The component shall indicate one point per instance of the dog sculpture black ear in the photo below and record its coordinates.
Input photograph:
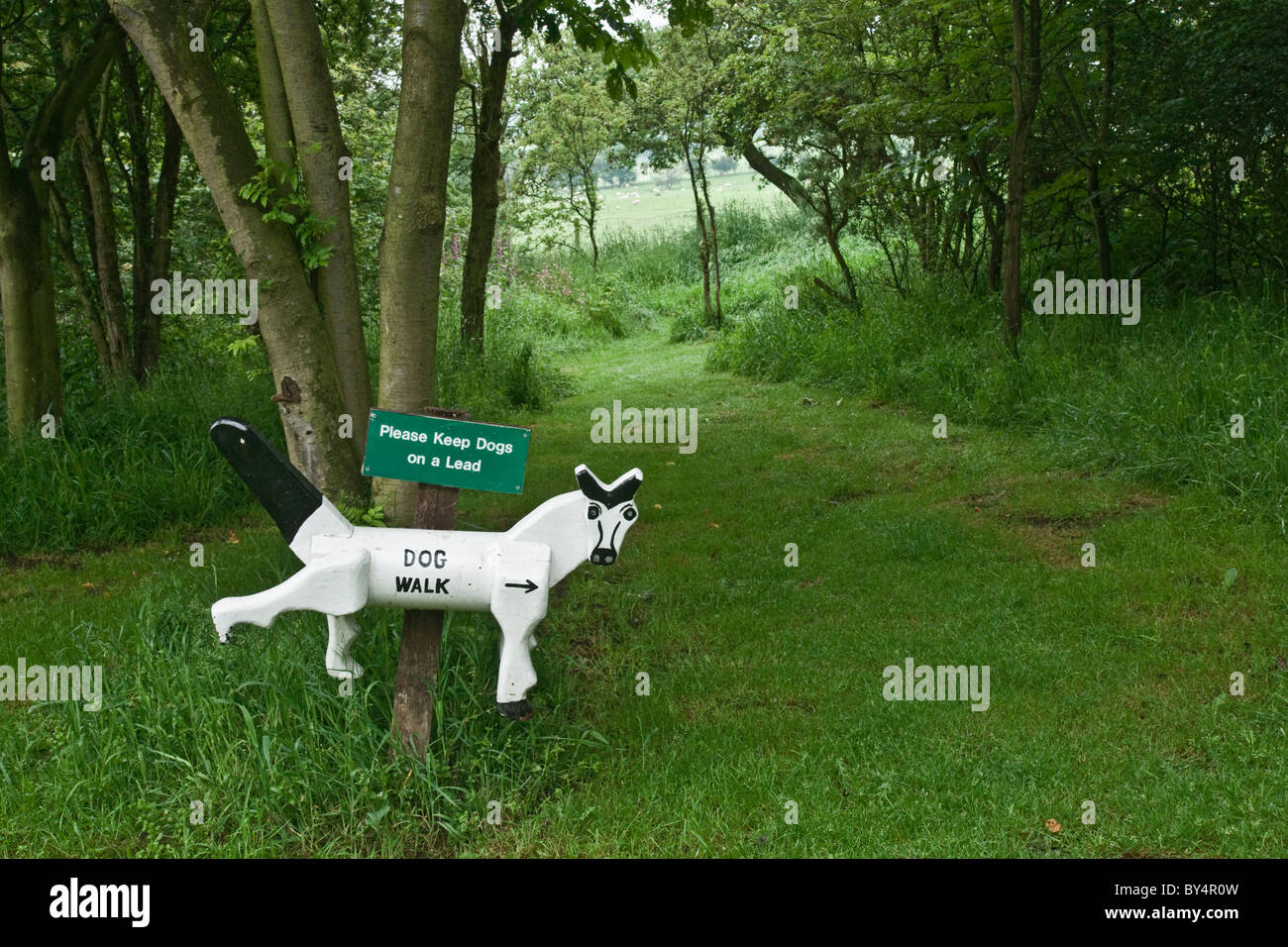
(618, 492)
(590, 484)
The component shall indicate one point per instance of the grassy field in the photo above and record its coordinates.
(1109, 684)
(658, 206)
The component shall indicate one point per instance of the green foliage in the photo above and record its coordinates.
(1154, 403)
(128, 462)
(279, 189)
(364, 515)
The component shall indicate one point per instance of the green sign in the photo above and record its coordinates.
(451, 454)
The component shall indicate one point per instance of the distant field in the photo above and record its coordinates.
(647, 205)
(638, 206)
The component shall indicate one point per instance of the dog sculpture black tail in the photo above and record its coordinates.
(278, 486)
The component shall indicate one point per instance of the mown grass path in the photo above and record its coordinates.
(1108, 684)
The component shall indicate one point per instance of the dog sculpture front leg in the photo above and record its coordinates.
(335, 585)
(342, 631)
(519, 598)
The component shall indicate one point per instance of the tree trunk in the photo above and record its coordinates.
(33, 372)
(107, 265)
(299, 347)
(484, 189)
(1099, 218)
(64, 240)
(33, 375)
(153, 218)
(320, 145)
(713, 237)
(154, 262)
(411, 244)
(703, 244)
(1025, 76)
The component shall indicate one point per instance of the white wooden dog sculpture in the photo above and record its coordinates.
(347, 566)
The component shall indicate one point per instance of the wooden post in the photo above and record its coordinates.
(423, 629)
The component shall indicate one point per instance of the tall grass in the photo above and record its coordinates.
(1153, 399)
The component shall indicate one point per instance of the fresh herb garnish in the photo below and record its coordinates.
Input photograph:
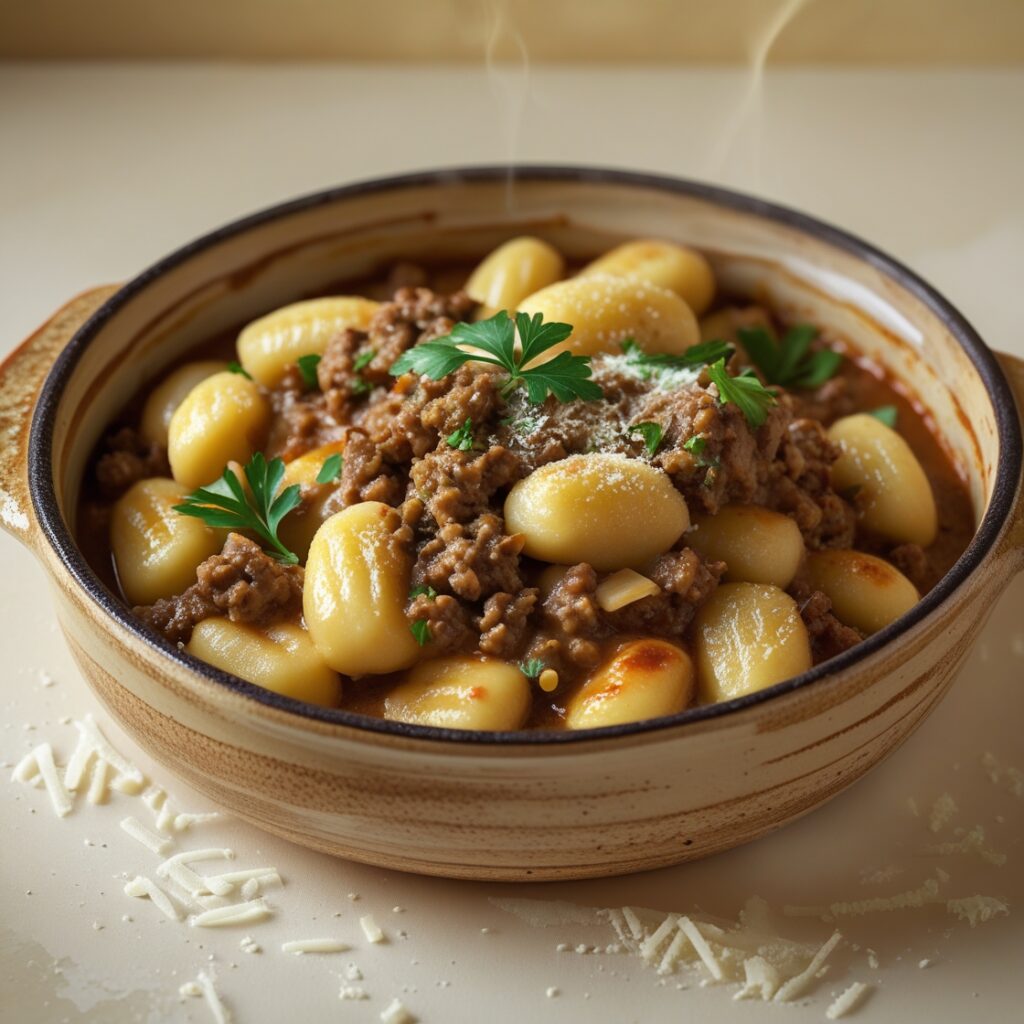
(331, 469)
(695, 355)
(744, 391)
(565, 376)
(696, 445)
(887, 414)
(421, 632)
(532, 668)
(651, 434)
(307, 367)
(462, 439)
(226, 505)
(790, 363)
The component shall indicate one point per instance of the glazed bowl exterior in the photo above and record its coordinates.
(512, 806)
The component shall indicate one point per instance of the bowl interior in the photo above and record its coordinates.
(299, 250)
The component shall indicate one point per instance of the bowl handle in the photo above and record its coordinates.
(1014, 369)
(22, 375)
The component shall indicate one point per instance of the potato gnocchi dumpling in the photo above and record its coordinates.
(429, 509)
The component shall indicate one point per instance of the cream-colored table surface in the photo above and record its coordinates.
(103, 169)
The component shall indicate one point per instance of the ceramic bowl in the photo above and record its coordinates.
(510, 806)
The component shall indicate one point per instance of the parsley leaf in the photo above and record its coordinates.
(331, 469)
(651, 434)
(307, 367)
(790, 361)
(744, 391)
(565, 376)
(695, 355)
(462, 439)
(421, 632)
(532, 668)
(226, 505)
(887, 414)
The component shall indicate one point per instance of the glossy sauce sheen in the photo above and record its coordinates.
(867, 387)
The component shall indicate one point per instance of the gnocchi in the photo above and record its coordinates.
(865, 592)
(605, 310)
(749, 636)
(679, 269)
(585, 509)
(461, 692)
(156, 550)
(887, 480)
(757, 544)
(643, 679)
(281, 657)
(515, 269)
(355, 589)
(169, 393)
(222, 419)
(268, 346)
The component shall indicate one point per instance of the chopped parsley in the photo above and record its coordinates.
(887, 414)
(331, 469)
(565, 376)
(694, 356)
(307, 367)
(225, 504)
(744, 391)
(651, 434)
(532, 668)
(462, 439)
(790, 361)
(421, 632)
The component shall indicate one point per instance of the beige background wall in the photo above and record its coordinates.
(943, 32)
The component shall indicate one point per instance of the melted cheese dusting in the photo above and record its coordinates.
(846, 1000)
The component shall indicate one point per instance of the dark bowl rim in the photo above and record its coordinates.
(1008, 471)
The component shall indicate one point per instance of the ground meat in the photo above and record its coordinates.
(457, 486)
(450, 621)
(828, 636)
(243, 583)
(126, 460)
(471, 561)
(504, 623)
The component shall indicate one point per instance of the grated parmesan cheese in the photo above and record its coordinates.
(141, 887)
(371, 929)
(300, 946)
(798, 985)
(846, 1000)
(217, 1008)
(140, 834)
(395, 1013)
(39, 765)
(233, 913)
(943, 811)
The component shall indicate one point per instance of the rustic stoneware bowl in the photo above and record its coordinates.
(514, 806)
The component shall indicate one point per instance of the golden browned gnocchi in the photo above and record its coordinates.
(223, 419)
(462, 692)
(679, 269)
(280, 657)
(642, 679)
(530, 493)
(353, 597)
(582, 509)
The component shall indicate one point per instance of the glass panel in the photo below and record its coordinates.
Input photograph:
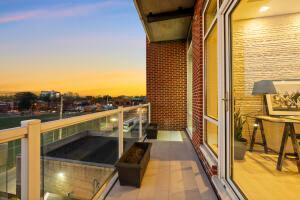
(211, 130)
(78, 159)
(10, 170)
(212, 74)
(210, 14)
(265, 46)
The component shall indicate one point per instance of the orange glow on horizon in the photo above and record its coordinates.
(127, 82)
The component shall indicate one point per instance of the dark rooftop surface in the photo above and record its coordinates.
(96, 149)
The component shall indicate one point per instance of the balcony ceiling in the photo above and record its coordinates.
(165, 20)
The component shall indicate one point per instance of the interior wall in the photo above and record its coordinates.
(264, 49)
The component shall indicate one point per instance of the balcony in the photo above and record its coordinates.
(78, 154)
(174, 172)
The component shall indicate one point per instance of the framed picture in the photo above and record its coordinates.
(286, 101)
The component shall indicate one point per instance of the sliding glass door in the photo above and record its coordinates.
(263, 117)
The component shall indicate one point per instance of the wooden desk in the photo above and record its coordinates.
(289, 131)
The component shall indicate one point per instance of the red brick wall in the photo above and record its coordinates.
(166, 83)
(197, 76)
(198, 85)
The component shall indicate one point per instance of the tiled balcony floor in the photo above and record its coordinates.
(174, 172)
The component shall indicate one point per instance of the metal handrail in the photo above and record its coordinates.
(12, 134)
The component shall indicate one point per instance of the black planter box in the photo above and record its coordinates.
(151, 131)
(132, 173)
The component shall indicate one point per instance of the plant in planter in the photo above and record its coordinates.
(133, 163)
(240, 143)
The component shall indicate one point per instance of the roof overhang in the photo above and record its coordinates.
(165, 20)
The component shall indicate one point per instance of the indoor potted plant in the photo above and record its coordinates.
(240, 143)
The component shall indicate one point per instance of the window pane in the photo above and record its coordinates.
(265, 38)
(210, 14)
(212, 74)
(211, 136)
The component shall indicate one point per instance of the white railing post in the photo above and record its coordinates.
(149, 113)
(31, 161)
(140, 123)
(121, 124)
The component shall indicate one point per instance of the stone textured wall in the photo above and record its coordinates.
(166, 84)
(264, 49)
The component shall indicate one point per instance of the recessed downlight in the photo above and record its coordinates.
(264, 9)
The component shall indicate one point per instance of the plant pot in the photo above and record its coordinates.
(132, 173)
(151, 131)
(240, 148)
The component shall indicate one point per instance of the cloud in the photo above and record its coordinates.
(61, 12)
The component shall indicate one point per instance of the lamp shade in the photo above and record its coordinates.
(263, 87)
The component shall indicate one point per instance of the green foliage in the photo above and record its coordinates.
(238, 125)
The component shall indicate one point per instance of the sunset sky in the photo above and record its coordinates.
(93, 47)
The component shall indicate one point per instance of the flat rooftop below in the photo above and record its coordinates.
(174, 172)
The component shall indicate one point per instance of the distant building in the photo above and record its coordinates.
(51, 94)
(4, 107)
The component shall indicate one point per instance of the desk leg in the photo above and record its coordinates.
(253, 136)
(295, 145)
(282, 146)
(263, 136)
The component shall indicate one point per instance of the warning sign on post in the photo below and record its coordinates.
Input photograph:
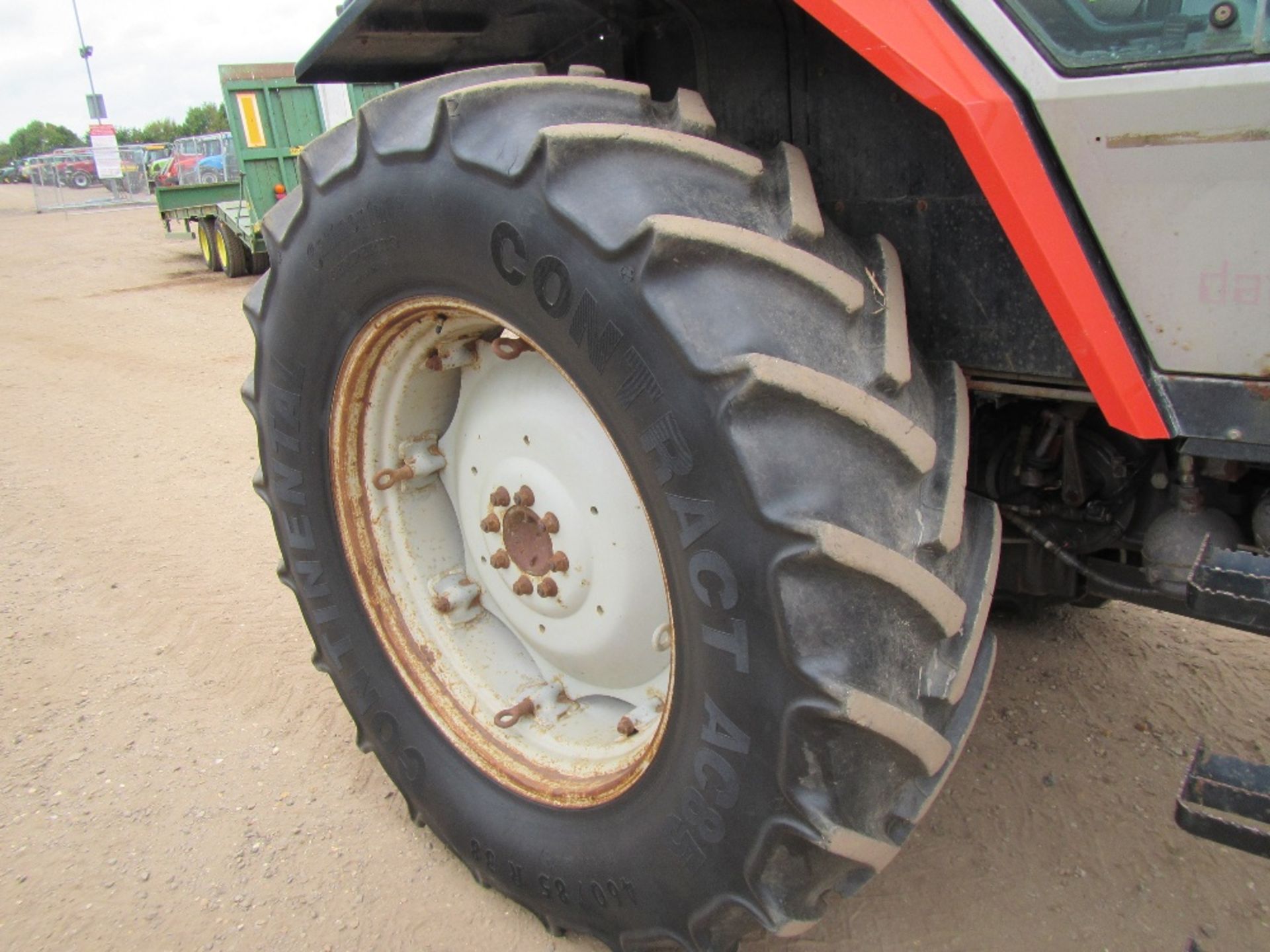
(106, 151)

**PROBLEM DETAILS**
With the pictures dropped, give every entry above again exactly.

**EXPECTED ANSWER**
The component shall indicate one point per instance of the dog sculpture black ear in the photo below and record its coordinates.
Input photograph:
(618, 492)
(590, 484)
The component shall indicate one point per instance of the grassy field in the photo above and record its coordinates.
(1109, 684)
(658, 206)
The component shall indicate one point per instance of the green foliage in the photo above and record its coordinates.
(1154, 403)
(128, 462)
(279, 189)
(364, 515)
The component shall indicate one point per instance of the green sign in the photo above and record its coordinates.
(451, 454)
The component shall indicate one point per instance of the distant field in the photo above and record its coordinates.
(647, 205)
(638, 206)
The component shall indicate one point per instance of the dog sculpture black tail in the photo above and record its coordinates.
(278, 486)
The component shall indicate one point per instance of the mown grass path in the photo above and record its coordinates.
(1108, 684)
The component shall indicate one point per instance of the dog sculpture front leg in the photo above and record its coordinates.
(335, 585)
(342, 631)
(519, 598)
The component shall indicate one point per instance of the tree trunk in the photo above and record its coordinates.
(33, 372)
(107, 265)
(299, 347)
(484, 189)
(1099, 218)
(64, 240)
(33, 375)
(153, 218)
(320, 145)
(713, 237)
(154, 262)
(411, 244)
(703, 244)
(1025, 76)
The component shall indicate one point per instance of the white wooden dog sculpture in the photo above and record its coordinates.
(347, 566)
The component shall indicate one point per instance of the wooden post in the photo above and record its coordinates.
(423, 629)
The component shall indicate one point per instance of the tall grass in the photo above and record its coordinates.
(1153, 399)
The component shall indicate one point per instance of the fresh herb garnish in the photo below and record its coordinates.
Input photograph:
(331, 469)
(695, 355)
(744, 391)
(565, 376)
(696, 445)
(887, 414)
(421, 632)
(532, 668)
(651, 434)
(307, 367)
(462, 439)
(226, 505)
(790, 363)
The component shall indicate one point per instance of the glazed bowl exterior in the photo above and record its coordinates.
(512, 806)
The component shall indicate one point per instance of the bowl interior in the photo above and record its coordinates.
(299, 250)
The component shall indicate one point per instance of the bowl handle in the photo above and record its coordinates.
(1014, 369)
(22, 375)
The component shall indicate one point per instance of the potato gnocchi dumpling in the photo above and record its coordinates.
(429, 509)
The component shall indicate one point per instance of the cream-colored table surface in the photo above and record its coordinates.
(103, 169)
The component shall indicate one point per instance of the ceramic bowl in the photo above and record its coordinates.
(510, 806)
The component shall indicate one point per instance of the parsley leaf in the photo above and record its coordinates.
(331, 469)
(651, 434)
(307, 367)
(790, 361)
(744, 391)
(565, 376)
(695, 355)
(462, 439)
(421, 632)
(532, 668)
(226, 505)
(887, 414)
The component shall indicate one point per instance of the glossy sauce sheen in the photo above and record its coordinates.
(867, 387)
The component shall indicate one point per instance of the gnocchi in the photo above and record its coordinates.
(865, 592)
(605, 310)
(749, 636)
(679, 269)
(585, 509)
(461, 692)
(156, 550)
(887, 480)
(757, 544)
(643, 679)
(281, 657)
(515, 269)
(355, 589)
(169, 393)
(222, 419)
(268, 346)
The component shall indicate one point per instance of the chopped parsley in the photo above and record its coordinates.
(887, 414)
(331, 469)
(565, 376)
(694, 356)
(307, 367)
(225, 504)
(744, 391)
(651, 434)
(532, 668)
(462, 439)
(790, 361)
(421, 632)
The component shall indicate one point per instance of the beige background wall in the photo above and record its coordinates.
(943, 32)
The component shall indicate one point per instance of the melted cheese dusting in the photo above and record its coordinates.
(846, 1000)
The component shall indicate one point per instance of the dark bowl rim in the photo above and record its coordinates.
(1008, 471)
The component shall indicate one point per instance of the ground meat in the photo above and record its coordinates.
(457, 486)
(450, 621)
(828, 636)
(243, 583)
(126, 460)
(471, 561)
(504, 623)
The component shall indicate one point per instance of the grated parmesan cheese in the photo above and record its coordinates.
(141, 887)
(371, 929)
(300, 946)
(798, 985)
(846, 1000)
(217, 1008)
(140, 834)
(395, 1013)
(39, 765)
(233, 913)
(943, 811)
The component shall indicate one point per instance of the rustic stoneware bowl in the photo above and record its coordinates.
(514, 806)
The component shall indicate one point per instance of the golden browned gnocchi in the photo above and record its coordinates.
(223, 419)
(462, 692)
(679, 269)
(280, 657)
(642, 679)
(530, 493)
(353, 597)
(582, 509)
The component shall indicate one point per instance of the glass panel in the photo below and record its coordinates.
Input photograph:
(211, 130)
(78, 159)
(10, 170)
(212, 74)
(210, 14)
(265, 46)
The component shall indicate one point per instance of the orange glow on horizon in the photo above and record its coordinates.
(127, 82)
The component shall indicate one point per instance of the dark rooftop surface in the photo above and record its coordinates.
(96, 149)
The component shall indicate one point per instance of the balcony ceiling in the photo above and record its coordinates.
(165, 20)
The component shall indicate one point per instance of the interior wall in the photo above and record its coordinates.
(264, 49)
The component shall indicate one point per instance of the balcony in the photo above and record its coordinates.
(78, 154)
(174, 172)
The component shall indicate one point per instance of the framed picture in the photo above and record its coordinates.
(286, 101)
The component shall indicate one point per instance of the sliding glass door in the photo above and record its coordinates.
(263, 117)
The component shall indicate one point per instance of the wooden desk in the photo above and record its coordinates.
(289, 131)
The component shall indicate one point per instance of the red brick wall in the photo above and record its coordinates.
(166, 83)
(197, 76)
(198, 85)
The component shall indicate one point per instance of the tiled balcony floor in the photo above and record its coordinates.
(174, 172)
The component shall indicate one point per instance of the metal handrail in the photo above and record its coordinates.
(12, 134)
The component shall indicate one point per instance of the black planter box in the photo above and record its coordinates.
(151, 131)
(132, 173)
The component shall indicate one point per instance of the plant in planter in the photo above and record its coordinates.
(133, 163)
(240, 143)
The component shall indicate one point per instance of the roof overhang in the photo above and record its coordinates.
(165, 20)
The component shall indicate one point per instance of the indoor potted plant in the photo above and record its coordinates.
(240, 143)
The component shall indicate one point per instance of the window pane in the photo above and record its coordinates.
(265, 38)
(210, 14)
(212, 74)
(211, 136)
The component shall indicate one point per instance of the white railing post in the photo above and record its coordinates.
(149, 113)
(31, 161)
(140, 123)
(121, 124)
The component shall indicate one point per instance of the stone textured wall in the photo above and record its coordinates.
(166, 84)
(264, 49)
The component shall indicate one point per instance of the recessed downlight in the photo above and record its coordinates.
(264, 9)
The component shall indicate one point per instance of the plant pot in the photo above and record its coordinates.
(132, 173)
(151, 131)
(240, 148)
The component shall indicate one point per instance of the cloud in the photo above and record its coordinates.
(61, 12)
The component shall indicate one point per instance of the lamp shade in the photo above and record its coordinates.
(263, 87)
The component shall indicate one point per instance of the green foliage in the photo above and record its coordinates.
(238, 125)
The component shall indicate one point per instance of the sunset sky in the photo above and record its coordinates.
(93, 47)
The component shall indicate one point per instance of the flat rooftop below in the photo above and record its coordinates.
(174, 172)
The component shall indicate one point per instance of the distant building in the photo above and record its coordinates.
(51, 94)
(4, 107)
The component shall indicate one point per instance of the desk leg in the photo above and record its coordinates.
(253, 136)
(295, 145)
(282, 146)
(263, 136)
The component shall indicate one point per instance of the warning sign on post in the photo below and record its coordinates.
Input photograph:
(106, 151)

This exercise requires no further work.